== SET PROBLEM ==
Skip the pictures. Reproduce all other material exactly.

== INPUT DATA ==
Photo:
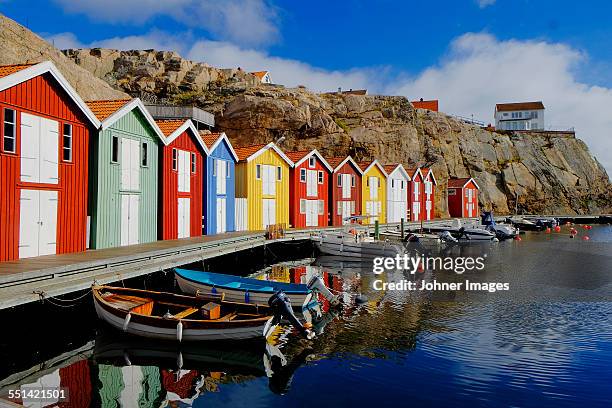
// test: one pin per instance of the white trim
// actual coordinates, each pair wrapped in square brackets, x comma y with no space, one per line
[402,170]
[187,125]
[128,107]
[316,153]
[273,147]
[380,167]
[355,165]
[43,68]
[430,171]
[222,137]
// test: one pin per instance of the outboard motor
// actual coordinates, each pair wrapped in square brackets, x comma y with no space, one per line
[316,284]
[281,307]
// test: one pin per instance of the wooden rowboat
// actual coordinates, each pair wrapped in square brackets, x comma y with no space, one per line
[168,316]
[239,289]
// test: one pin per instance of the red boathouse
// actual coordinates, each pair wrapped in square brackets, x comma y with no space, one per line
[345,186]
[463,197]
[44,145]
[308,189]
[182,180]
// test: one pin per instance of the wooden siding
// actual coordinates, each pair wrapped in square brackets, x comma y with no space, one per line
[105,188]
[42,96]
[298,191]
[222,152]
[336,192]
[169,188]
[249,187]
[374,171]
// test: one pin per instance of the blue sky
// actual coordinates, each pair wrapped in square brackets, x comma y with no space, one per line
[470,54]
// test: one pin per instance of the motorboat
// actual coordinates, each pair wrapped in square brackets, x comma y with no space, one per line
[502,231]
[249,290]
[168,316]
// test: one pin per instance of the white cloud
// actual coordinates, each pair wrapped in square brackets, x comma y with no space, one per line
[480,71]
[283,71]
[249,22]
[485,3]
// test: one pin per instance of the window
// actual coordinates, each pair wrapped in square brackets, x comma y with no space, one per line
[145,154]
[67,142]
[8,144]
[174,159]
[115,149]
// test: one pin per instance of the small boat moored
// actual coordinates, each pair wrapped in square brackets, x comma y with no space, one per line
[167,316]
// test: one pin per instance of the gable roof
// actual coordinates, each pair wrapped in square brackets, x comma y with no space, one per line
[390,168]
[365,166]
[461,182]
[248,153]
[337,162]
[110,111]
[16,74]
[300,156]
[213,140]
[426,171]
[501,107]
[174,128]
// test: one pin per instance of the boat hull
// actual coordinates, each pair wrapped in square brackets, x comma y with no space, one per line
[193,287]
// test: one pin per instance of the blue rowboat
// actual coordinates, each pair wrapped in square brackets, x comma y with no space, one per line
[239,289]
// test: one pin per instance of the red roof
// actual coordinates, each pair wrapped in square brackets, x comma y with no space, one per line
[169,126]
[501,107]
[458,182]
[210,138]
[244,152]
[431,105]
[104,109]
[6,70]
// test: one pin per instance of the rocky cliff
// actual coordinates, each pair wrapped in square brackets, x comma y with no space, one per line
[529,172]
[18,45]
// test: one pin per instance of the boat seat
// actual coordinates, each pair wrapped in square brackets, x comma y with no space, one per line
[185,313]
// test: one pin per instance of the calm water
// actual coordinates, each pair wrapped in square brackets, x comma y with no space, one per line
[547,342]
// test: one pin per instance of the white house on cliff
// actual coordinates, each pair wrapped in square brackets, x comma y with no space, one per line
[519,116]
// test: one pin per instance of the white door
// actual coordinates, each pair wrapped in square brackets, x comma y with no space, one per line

== RESPONSE ==
Photo:
// test: one pin per instance of the white trim
// actual coordinates, each pair wrapped in square brackets, x comma y with no space, one per line
[402,170]
[187,125]
[128,107]
[316,153]
[273,147]
[380,167]
[355,165]
[43,68]
[430,171]
[222,137]
// test: one pin per instance of the outboard motor
// actual coordinates, each pair wrapped in square brackets, x comma y with no space, one per line
[316,284]
[281,307]
// test: one pin per instance of the wooden rowboat
// actual coordinates, each pair wrapped in square brackets, x comma y with no space, one per line
[168,316]
[239,289]
// test: one pin per instance of the red boathouse
// actual coordinates, each pair wrapped in square brackets, x comma y with no space, one per line
[345,186]
[463,197]
[44,145]
[308,189]
[182,180]
// test: one pin per instance of the wooden siding
// actual coordinates, each pair wrapped in square brackets, x comma y with no space, one per line
[105,188]
[42,96]
[298,191]
[222,152]
[336,192]
[169,188]
[249,187]
[374,171]
// test: one pin per instance of the blue sky
// actual coordinates, each pair wrapped in square brackets, x comma y with no space, one per line
[470,54]
// test: one pin per instance of the motorboat
// actual coordinates, each pair wrapped in square brackets, x comma y with no space, one per line
[502,231]
[249,290]
[168,316]
// test: one pin per instance of the white cloud
// actual coordinates, each pair wrapped in square brackets, x comma y with no space, one per line
[480,71]
[283,71]
[249,22]
[485,3]
// test: one pin per instance of the window
// actual coordinates, each pair wrapped in square brackets, x comma y with no space, one per line
[145,154]
[67,142]
[8,144]
[174,159]
[115,149]
// test: one pin per instance of the small boat moored
// actual coordinates, each pair wrapped in square brackets, x comma y with no space, one per line
[167,316]
// test: one pin per instance of the gable roof
// actual coordinates, each pair wrapped in square brackets, x comma y with no space, one per line
[390,168]
[365,166]
[461,182]
[248,153]
[337,162]
[110,111]
[16,74]
[300,156]
[213,140]
[426,171]
[501,107]
[174,128]
// test: one pin per instance of the boat hull
// actual coordinates, each pair wrapped in square brackets, x comma y with no space, one per line
[193,287]
// test: one pin per instance of the blue rowboat
// actual coordinates, each pair wrapped in square brackets, x comma y with no space, one per line
[239,289]
// test: one pin per instance of the red roof
// actual coordinates, each pair wrapped in square brackets, x comma y with no space, one per line
[169,126]
[501,107]
[458,182]
[210,138]
[244,152]
[431,105]
[104,109]
[6,70]
// test: one pin per instance of the rocky cliff
// actual coordinates, each pair wrapped in square brackets, x comma y with no space, one per line
[529,172]
[18,45]
// test: one pin per instance of the boat seat
// actual coordinates, each pair wrapped in square brackets, x comma y with no space, one per line
[185,313]
// test: one pin per instance of the calm water
// actual coordinates, each pair wrapped in square brackets, x comma y with no space, one per line
[547,342]
// test: one pin per instance of the white house on cliff
// actual coordinates, each pair wrapped in square brackets, x comma y with no space, one per line
[519,116]
// test: one pin per instance of the white door
// actual coordinates, each pair wrapped in square brackets, x comma y with no space, one per line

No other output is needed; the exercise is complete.